Text extract:
+ + + +
[mythtv-users] Many new dvd's not working

Glenn Sommer glemsom at gmail.com
Sat Jul 10 15:17:57 UTC 2010

2010/7/10 Brian Wood <beww at beww.org>:
> On Saturday, July 10, 2010 08:37:48 am Simon Hobson wrote:
>> Brian J. Murrell wrote:
>> >  > I
>> >>
>> >>  suspect it's some new stupid copy protection scheme that simply makes
>> >>  life miserable for people legitimately renting or buying movies...
>> >
>> >Indeed.  FWUI, they master the DVDs in violation of the DVD standards
>> >just enough to trip up DVD-ROM drives (and software) but not enough to
>> >trip up bona fide DVD players.  If my understanding is correct, I'm not
>> >sure why DVD-ROM drives/software can't just be more like DVD players,
>> >but TBH, I don't really understand the details.
>> >
>> >  > Is there a workaround?
>> >
>> >The only workaround I know of (which I am not advocating) is to stop
>> >renting/buying DVDs and obtain your material elsewhere where it's not
>> >encumbered by this stupidity.
>> Better still, take it back as faulty and demand a refund.
>> Is there any "test suite" available that we could run against a disk
>> to verify it conforms to the rule book for DVDs ? If so, then run
>> that, and if it's non-compliant I'd also complain to Trading
>> Standards that the supposed DVDs are not "as described" - a key
>> requirement in UK consumer law.
+ + + +
Task 1: Please quote the message about DVDs that won't play from "2010/7/10 Brian Wood" to "understand the details.".
+ + + +
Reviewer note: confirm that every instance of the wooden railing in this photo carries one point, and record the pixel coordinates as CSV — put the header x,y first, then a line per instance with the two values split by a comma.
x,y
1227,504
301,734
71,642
+ + + +
Task 2: Rewrite all the lines of the records above as a numbered list, omitting any blank lines.

Complete response 1:
2010/7/10 Brian Wood <beww at beww.org>:
> On Saturday, July 10, 2010 08:37:48 am Simon Hobson wrote:
>> Brian J. Murrell wrote:
>> >  > I
>> >>
>> >>  suspect it's some new stupid copy protection scheme that simply makes
>> >>  life miserable for people legitimately renting or buying movies...
>> >
>> >Indeed.  FWUI, they master the DVDs in violation of the DVD standards
>> >just enough to trip up DVD-ROM drives (and software) but not enough to
>> >trip up bona fide DVD players.  If my understanding is correct, I'm not
>> >sure why DVD-ROM drives/software can't just be more like DVD players,
>> >but TBH, I don't really understand the details.

Complete response 2:
1. Reviewer note: confirm that every instance of the wooden railing in this photo carries one point, and record the pixel coordinates as CSV — put the header x,y first, then a line per instance with the two values split by a comma.
2. x,y
3. 1227,504
4. 301,734
5. 71,642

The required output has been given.